**What needs to be done:** Identify every line in the material below that contains the string "jersey", and copy each one in full.

**Supplied information:**
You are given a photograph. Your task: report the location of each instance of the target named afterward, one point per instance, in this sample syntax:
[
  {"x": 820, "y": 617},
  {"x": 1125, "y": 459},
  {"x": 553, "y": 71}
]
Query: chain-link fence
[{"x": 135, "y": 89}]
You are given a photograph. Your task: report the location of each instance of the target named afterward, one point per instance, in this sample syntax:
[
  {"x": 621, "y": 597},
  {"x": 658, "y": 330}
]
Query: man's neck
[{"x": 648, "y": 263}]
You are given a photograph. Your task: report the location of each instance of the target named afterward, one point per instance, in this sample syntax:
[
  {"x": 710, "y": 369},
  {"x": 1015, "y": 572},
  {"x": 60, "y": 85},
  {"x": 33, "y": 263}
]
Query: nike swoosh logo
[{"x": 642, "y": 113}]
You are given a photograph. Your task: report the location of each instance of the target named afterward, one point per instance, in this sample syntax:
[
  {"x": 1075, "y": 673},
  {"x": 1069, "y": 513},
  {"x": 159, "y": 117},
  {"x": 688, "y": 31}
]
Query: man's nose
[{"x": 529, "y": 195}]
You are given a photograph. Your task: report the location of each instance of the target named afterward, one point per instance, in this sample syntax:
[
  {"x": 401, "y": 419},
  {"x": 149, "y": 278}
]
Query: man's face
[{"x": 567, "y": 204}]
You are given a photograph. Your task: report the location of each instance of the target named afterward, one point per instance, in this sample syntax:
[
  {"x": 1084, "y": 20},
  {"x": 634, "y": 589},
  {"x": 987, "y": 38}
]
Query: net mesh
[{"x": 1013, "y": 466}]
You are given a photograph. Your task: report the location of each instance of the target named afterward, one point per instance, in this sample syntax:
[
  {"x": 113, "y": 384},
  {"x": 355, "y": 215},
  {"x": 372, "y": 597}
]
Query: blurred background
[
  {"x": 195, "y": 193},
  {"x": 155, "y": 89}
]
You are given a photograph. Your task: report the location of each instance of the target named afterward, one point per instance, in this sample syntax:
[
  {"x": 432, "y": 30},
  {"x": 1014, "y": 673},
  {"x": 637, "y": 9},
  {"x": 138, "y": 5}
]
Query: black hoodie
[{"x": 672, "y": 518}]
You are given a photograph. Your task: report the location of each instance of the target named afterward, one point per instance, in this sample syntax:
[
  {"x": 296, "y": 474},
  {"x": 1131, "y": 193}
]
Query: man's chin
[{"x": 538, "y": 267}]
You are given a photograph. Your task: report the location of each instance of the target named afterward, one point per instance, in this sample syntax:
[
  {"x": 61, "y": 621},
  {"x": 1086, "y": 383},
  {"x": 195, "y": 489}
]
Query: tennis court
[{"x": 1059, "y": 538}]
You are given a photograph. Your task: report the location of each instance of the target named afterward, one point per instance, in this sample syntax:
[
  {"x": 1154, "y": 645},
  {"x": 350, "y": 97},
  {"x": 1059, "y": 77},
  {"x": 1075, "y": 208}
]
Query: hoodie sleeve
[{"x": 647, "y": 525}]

--

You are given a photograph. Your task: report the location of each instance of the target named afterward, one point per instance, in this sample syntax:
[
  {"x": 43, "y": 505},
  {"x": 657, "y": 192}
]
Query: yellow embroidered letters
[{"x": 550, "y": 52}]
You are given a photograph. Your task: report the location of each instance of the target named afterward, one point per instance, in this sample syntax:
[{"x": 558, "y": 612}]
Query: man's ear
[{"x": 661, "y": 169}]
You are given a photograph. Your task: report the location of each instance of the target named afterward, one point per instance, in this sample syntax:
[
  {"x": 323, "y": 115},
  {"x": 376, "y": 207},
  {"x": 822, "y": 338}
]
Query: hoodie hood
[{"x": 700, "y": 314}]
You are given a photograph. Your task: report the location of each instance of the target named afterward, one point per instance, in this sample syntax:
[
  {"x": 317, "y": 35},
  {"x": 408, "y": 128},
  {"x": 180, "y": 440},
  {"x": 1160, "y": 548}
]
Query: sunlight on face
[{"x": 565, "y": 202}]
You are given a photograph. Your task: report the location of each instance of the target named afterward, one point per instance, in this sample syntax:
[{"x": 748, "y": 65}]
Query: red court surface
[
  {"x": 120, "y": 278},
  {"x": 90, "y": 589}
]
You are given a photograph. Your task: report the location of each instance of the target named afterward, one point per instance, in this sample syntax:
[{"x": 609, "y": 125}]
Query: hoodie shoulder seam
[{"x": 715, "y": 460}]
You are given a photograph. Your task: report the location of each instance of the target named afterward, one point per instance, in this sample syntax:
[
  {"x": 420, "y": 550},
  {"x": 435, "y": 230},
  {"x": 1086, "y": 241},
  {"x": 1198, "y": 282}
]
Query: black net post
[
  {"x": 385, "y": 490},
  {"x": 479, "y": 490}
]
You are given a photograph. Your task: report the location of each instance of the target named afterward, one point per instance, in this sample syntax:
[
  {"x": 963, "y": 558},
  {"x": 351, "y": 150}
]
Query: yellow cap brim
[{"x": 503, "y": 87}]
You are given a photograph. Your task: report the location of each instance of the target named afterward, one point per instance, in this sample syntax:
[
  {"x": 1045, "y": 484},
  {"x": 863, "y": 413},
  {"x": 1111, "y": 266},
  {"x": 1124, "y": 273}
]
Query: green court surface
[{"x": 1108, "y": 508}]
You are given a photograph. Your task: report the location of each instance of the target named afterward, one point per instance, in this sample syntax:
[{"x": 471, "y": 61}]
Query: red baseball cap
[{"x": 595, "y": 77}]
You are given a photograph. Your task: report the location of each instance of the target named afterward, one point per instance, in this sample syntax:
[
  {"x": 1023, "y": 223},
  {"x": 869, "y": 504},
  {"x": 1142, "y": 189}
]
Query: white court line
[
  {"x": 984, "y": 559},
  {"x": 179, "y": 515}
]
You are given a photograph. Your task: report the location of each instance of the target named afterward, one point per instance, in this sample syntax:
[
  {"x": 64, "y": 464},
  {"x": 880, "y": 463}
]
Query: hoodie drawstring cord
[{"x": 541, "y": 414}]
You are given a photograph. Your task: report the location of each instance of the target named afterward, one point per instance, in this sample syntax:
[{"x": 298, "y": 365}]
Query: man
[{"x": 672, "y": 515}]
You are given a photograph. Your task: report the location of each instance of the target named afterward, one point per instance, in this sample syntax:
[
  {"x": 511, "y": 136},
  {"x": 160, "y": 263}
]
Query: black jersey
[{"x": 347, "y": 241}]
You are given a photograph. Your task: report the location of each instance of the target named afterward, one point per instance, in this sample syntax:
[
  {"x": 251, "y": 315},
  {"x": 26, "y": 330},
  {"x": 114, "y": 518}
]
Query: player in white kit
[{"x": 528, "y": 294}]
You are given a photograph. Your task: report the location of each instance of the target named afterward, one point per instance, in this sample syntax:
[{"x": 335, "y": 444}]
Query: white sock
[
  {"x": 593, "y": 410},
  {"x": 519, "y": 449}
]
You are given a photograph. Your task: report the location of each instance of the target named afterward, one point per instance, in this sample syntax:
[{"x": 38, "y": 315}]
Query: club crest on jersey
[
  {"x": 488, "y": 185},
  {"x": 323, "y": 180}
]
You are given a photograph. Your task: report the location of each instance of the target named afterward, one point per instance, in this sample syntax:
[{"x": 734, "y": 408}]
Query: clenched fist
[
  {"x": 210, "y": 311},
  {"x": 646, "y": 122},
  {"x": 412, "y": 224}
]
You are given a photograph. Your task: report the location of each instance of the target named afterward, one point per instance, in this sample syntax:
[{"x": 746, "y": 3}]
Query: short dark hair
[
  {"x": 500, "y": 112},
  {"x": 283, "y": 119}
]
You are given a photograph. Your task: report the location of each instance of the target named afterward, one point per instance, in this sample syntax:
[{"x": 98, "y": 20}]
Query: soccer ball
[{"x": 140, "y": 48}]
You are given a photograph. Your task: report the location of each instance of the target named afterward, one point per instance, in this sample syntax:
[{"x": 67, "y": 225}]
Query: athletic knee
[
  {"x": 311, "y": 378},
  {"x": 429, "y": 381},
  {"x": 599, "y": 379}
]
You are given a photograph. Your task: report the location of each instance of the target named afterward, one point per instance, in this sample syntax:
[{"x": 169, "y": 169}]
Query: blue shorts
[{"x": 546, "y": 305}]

---

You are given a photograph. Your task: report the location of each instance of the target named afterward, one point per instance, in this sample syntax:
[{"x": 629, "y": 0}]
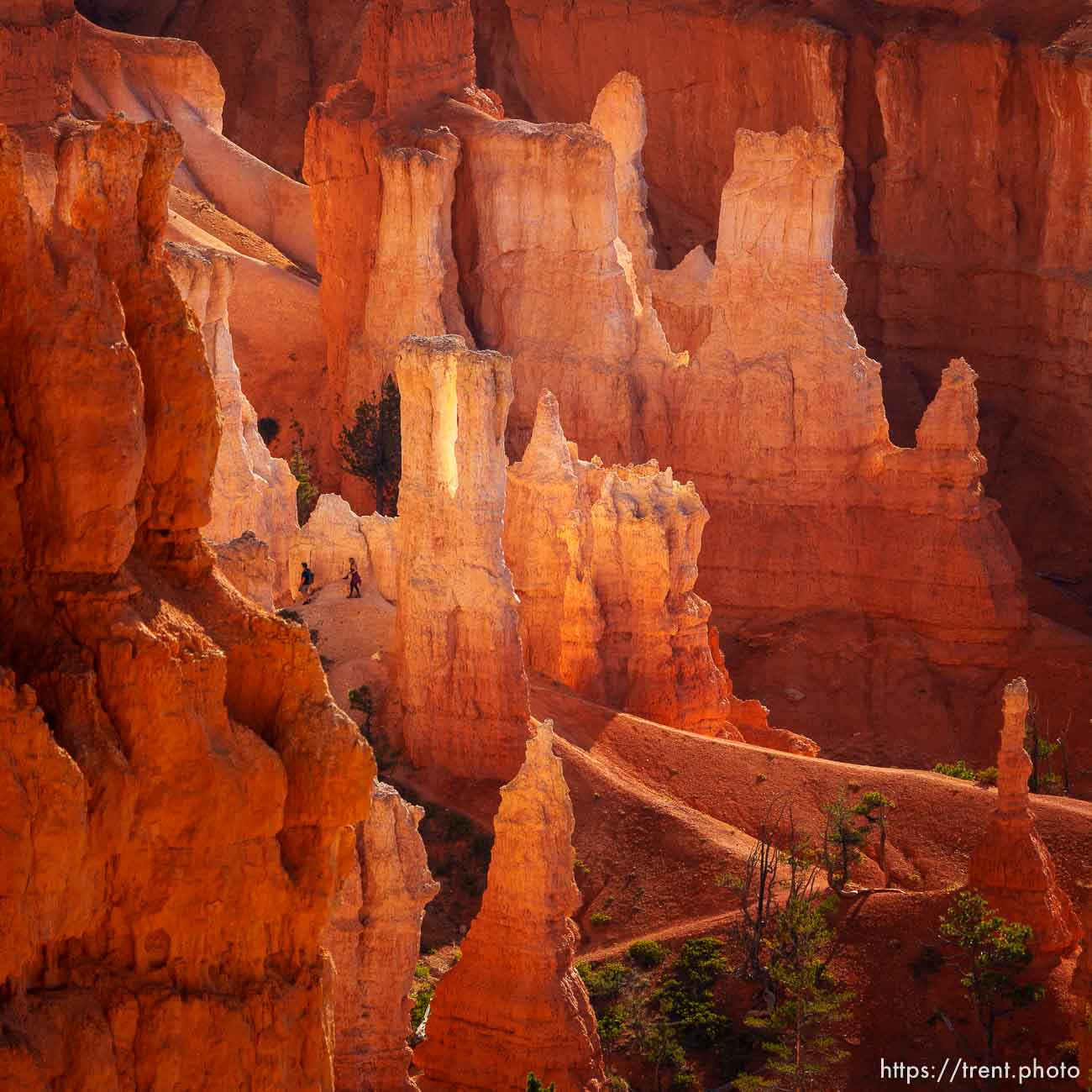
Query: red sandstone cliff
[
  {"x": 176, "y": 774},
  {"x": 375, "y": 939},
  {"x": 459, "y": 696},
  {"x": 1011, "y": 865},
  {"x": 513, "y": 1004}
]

**Final result:**
Query: black jersey
Query: club crest on jersey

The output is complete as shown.